** CONSIGNAS **
A) Responde estas preguntas sobre la crónica de la Creamfields:
(i) ¿Qué emisora transmite en vivo la undécima edición del festival?
(ii) ¿Cuánto cuesta el colgante con el mapa, los horarios, el logo y un silbato?
(iii) ¿Dónde se hizo la primera edición en la Argentina y cuántas personas asistieron?
B) Prosigue la crónica de la Creamfields con el párrafo que sigue al último que aparece.

** FRAGMENTO DEL TEXTO **
■ ■ ■ ■
25/11/11

UNA NOCHE CARETA EN LOS CAMPOS DE CREMA




“Mi jefe está ahí, es un gordo de 50 años y sin dientes. Si lo ven, mándenle saludos. Yo quería ir, siempre voy, pero está cara”, cuenta Juan Carlos, el tachero, mientras gira la cabeza hacia ellos. Le brilla un aro de diamante falso en la oreja derecha, tiene unos treinta años y habla mientras de fondo se escucha la FM Delta, que transmite en vivo la undécima edición de la Creamfields. Anonadados los pasajeros lo miran; es la primera vez que van. Suelen ir a recitales masivos, pero nunca fueron a ver a un tipo girar discos en una bandeja. “Eso no es tocar”, repetiría Pappo si estuviese vivo.

Son las diez de la noche y el tránsito se pone cada vez más denso. Están llegando. “Guarda, no saquen mucho los celulares que te los manotean, las mochilas adelante, ¡ah! y llamen un taxi para volverse porque está heavy el barrio, están a la espera”, les aconseja el conductor mientras, ellos, turistas, se bajan del taxi.

Están en el Autódromo de la Ciudad de Buenos Aires, lejos del centro, en el límite exacto entre Villa Riachuelo y el partido de La Matanza. La cola es larga. En ella hay jóvenes de entre 20 y 30 años, muchas botellas de plástico y basura en el suelo. Un vendedor ambulante grita: “Lleven el agua que toma David Guetta (uno de los Dj estrella de la noche)”. Otros venden las clásicas remeras de la fecha; la mayoría, sin embargo, apunta a la oscuridad del lugar con cotillón luminoso: cubos de hielo falso, bastones, anteojos, collares, pulseras, cualquier cosa brillante es en la Creamfields objeto de consumo.

“Documentos en mano, los menores no entran, si tienen drogas tampoco. Igual son todos menores y ya están drogados”, ironiza un patova mientras arrea a la gente hacia la entrada principal. Cacheo mediante, ingresan al predio. Lo primero que se ve, un cajero automático. Luego, una cola interminable para entrar en la carpa de merchandising. En ella hay remeras, más artículos brillosos y un colgante que consta de cartones con el mapa, los horarios, el logo del evento y un silbato, todo por la módica suma de $40. “Ni bien llegamos, entramos a chusmear, y un tipo, así como si nada, se llevó 400 mangos de boludeces”, cuenta Martín, un ingeniero en Informática que solo fue a acompañar a su primo neuquino.

La Creamfields es un festival de música electrónica que se realiza desde 1998. Nace en Liverpool, Inglaterra y surge como emprendimiento de los dueños de una cadena de boliches llamada Cream. La marca se exporta a diversos lugares del mundo y en 2001 llega a la Argentina. La primera se hace en Puerto Madero y asisten 18.000 personas. Desde ese momento, se realiza todos los años a mediados de noviembre, cada vez atrae más gente y esto se nota en la inmensidad del Autódromo, lleno en esta oportunidad.
■ ■ ■ ■
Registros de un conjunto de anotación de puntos
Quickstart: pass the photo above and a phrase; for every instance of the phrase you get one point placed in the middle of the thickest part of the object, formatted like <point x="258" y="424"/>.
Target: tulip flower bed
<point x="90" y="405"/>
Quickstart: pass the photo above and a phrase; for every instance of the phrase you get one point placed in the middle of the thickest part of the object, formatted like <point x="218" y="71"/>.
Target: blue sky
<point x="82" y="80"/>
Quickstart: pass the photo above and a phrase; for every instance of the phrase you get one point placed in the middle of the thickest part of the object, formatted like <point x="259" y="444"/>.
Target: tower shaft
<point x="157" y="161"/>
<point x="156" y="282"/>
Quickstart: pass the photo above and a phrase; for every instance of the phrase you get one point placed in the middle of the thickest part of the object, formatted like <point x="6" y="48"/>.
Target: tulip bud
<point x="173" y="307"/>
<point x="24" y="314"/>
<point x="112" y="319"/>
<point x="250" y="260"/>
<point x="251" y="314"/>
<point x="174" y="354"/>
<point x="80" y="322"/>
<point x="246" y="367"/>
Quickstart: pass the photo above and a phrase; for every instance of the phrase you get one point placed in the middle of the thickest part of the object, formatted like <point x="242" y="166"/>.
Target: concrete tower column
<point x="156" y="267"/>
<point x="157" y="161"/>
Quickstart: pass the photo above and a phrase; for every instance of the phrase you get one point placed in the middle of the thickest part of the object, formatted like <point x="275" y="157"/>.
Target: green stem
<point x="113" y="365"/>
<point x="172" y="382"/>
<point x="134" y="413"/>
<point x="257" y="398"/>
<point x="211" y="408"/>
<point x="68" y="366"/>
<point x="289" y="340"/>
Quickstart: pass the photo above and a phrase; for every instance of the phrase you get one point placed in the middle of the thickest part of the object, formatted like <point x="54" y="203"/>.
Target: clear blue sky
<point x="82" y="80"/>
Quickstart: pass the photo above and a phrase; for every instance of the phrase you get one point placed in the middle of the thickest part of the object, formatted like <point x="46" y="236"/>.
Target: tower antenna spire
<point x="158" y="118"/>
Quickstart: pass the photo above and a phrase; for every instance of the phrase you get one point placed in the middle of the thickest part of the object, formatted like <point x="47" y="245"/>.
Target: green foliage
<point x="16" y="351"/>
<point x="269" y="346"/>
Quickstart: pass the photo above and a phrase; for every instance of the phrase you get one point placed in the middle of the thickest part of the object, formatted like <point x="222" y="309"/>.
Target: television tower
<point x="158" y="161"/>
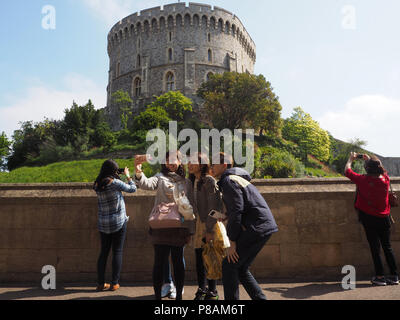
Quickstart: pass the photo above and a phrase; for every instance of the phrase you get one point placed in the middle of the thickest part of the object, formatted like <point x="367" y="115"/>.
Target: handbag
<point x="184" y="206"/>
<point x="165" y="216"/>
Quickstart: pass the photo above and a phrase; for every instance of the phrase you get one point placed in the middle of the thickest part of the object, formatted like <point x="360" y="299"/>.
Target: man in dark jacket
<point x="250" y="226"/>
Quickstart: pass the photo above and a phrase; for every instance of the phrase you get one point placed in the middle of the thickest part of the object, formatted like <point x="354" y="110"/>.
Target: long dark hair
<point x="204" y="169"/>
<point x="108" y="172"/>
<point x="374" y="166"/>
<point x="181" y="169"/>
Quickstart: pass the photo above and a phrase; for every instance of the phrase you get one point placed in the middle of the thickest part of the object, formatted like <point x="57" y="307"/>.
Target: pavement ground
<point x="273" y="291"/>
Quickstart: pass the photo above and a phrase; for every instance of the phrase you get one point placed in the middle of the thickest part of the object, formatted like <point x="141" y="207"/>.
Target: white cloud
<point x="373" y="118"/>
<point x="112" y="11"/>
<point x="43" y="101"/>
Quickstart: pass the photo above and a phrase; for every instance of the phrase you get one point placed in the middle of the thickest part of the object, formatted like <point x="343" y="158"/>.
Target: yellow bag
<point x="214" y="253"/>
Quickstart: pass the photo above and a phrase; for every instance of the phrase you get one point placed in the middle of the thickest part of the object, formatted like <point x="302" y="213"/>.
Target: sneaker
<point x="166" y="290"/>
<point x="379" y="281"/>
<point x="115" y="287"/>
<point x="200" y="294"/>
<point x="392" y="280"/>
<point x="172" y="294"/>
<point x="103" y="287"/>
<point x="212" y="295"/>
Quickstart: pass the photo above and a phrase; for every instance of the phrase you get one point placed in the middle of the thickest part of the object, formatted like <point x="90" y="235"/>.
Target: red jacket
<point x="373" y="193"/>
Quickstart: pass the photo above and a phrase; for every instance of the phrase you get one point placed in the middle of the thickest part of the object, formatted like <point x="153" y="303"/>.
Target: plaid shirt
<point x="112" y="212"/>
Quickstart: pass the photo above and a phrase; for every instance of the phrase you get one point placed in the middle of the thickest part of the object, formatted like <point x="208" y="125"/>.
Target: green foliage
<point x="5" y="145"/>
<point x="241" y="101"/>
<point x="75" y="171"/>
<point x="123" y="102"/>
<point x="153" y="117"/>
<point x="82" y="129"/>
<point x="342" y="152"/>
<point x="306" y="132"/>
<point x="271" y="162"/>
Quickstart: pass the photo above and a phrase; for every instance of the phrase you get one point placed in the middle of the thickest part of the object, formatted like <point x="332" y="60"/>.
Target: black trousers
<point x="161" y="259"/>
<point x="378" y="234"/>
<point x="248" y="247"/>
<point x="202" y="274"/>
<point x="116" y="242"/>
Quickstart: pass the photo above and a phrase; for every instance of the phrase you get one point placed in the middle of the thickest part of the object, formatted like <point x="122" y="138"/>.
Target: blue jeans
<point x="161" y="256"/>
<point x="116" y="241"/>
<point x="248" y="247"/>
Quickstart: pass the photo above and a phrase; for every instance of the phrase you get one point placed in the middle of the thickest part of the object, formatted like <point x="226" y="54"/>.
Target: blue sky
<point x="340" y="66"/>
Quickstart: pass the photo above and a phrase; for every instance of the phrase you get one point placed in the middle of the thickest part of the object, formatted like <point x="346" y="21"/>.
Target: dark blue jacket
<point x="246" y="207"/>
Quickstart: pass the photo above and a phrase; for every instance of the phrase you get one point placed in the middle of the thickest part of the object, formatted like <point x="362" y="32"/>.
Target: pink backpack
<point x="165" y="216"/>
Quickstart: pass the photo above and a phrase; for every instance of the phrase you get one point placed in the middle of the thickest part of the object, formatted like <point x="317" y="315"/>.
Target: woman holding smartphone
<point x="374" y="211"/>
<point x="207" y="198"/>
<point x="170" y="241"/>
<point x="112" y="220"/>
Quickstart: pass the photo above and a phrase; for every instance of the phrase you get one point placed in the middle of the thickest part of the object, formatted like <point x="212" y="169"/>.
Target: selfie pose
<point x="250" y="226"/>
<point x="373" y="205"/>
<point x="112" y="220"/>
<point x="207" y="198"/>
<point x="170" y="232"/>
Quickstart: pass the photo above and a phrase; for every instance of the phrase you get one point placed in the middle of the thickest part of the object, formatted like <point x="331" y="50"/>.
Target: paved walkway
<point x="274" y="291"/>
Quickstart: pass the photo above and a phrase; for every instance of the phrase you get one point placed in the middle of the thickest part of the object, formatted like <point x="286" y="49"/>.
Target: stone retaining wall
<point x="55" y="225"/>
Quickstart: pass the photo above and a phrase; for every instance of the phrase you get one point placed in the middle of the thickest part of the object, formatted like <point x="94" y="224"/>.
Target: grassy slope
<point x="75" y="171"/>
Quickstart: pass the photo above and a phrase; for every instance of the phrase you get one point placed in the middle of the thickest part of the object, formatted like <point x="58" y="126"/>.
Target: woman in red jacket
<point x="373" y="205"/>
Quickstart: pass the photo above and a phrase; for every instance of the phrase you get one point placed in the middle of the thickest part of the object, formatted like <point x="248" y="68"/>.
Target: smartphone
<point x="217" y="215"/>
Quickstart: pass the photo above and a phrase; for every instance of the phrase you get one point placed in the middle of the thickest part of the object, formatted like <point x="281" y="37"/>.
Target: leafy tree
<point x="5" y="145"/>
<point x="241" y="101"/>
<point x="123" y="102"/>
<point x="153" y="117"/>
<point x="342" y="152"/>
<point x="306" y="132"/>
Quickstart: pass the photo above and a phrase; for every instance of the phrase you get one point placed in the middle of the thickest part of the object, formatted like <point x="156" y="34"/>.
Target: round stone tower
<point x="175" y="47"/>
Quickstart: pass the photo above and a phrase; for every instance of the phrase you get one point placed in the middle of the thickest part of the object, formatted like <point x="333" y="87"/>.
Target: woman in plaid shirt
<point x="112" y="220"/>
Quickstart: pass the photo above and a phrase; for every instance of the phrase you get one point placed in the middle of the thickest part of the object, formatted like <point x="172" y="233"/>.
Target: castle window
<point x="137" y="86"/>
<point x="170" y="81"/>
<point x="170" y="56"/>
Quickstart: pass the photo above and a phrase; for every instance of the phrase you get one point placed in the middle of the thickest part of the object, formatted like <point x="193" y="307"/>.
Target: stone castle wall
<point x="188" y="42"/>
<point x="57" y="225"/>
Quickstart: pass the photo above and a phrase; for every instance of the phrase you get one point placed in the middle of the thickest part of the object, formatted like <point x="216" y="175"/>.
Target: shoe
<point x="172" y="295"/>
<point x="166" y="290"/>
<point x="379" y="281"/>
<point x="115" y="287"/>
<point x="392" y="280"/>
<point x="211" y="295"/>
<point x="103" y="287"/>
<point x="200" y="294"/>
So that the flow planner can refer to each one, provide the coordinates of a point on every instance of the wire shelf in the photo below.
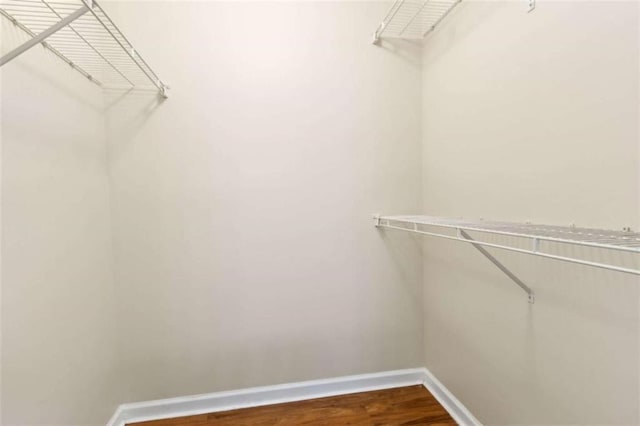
■ ■ ■ ■
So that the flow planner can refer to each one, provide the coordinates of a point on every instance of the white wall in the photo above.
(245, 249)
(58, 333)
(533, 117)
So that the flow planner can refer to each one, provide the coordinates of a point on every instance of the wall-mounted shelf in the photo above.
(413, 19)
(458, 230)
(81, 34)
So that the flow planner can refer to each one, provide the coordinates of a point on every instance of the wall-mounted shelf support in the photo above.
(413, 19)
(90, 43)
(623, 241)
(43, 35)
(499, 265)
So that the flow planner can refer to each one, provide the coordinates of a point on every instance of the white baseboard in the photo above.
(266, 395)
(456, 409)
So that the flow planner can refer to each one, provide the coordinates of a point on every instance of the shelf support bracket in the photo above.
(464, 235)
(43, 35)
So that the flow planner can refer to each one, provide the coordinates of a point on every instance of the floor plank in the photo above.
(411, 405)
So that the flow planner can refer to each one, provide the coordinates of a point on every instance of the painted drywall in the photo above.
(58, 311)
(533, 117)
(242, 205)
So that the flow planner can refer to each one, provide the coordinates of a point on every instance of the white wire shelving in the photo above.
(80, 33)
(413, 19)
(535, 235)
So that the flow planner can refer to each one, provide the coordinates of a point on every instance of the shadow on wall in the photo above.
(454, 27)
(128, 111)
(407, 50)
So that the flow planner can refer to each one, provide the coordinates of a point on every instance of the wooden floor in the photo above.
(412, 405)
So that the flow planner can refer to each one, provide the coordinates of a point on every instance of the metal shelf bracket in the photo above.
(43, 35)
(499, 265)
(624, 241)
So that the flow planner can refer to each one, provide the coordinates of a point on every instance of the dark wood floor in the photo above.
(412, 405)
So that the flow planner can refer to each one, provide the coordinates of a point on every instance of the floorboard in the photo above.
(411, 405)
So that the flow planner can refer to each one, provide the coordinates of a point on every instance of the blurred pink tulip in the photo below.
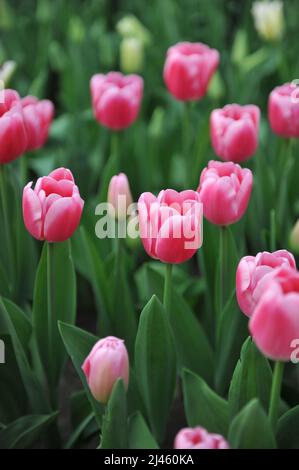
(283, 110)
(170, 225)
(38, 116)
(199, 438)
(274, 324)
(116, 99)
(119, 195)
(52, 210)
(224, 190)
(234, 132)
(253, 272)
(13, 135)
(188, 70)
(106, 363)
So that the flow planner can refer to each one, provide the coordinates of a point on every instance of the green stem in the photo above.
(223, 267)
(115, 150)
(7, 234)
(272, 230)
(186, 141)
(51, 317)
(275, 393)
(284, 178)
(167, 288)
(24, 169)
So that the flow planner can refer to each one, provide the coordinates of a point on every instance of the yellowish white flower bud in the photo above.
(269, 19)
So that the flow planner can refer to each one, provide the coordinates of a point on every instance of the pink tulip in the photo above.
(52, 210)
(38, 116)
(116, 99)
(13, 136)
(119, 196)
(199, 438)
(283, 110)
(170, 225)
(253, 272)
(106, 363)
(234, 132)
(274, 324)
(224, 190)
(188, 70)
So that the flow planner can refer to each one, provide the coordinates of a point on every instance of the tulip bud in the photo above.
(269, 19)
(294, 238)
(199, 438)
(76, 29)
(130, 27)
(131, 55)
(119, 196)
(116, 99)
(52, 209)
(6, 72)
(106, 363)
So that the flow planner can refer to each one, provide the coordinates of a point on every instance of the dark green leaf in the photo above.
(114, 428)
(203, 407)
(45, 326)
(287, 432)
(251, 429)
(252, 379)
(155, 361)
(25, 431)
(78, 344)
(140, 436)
■ ■ ■ ■
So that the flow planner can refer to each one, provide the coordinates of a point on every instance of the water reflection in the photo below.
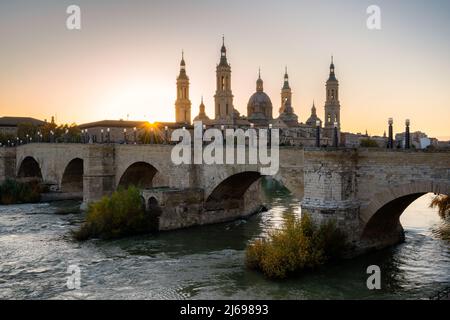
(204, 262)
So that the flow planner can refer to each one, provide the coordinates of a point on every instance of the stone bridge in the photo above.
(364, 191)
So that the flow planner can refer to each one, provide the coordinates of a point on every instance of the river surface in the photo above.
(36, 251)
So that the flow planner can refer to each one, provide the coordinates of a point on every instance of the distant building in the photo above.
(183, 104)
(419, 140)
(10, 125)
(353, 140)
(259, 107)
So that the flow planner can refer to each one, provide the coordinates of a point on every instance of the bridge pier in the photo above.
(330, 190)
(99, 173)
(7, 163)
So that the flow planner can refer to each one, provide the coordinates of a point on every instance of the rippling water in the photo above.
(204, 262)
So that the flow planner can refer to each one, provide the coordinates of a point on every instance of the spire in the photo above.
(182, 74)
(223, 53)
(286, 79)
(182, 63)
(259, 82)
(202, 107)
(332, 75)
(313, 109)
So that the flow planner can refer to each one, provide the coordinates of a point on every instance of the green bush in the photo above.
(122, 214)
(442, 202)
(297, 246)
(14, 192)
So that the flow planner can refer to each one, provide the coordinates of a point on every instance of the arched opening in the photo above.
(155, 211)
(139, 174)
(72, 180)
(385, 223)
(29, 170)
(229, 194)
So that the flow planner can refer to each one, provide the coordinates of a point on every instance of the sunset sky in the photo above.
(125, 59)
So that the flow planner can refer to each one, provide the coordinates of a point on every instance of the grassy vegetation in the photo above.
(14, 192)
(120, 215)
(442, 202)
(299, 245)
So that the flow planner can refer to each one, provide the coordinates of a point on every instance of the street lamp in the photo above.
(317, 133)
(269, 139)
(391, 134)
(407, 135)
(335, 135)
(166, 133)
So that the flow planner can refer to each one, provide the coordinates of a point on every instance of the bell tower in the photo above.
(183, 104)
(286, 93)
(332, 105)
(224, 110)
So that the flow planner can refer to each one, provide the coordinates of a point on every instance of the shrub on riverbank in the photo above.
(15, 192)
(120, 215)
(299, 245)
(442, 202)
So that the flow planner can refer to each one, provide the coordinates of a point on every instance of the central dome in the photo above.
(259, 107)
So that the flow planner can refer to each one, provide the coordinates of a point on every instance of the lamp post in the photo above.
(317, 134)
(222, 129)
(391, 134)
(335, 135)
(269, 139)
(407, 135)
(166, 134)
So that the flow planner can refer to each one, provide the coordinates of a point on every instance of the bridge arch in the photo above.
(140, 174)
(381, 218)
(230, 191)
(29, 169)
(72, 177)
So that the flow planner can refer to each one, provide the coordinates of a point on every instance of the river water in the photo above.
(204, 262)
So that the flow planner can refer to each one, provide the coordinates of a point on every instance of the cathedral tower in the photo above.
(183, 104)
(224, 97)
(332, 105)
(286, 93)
■ ■ ■ ■
** RESPUESTAS POR CONSIGNA **
A)
(i) La FM Delta.
(ii) Cuesta $40.
(iii) Se hizo en Puerto Madero, con 18.000 asistentes.

B)
La organización promete siete carpas, pero sólo dos se distinguen claramente: el escenario principal -o main stage- y el sector VIP, desde donde disfrutaron la fiesta el conductor televisivo Alejandro “Marley” Wiebe y el cantante Pablito “Oh mamá” Ruiz, entre otros. Los huecos entre la carpas se llenan con múltiples barras y lugares para comer. El menú consta de pizza individual o hamburguesa a $30, que a juzgar por la cola no tiene tanto éxito. En las barras está la gente: las gaseosas y el agua están $20, la cerveza y el Speed con la variable etílica preferida (vodka, licor de melón o champagne barato) $30; el tumulto, no tiene precio.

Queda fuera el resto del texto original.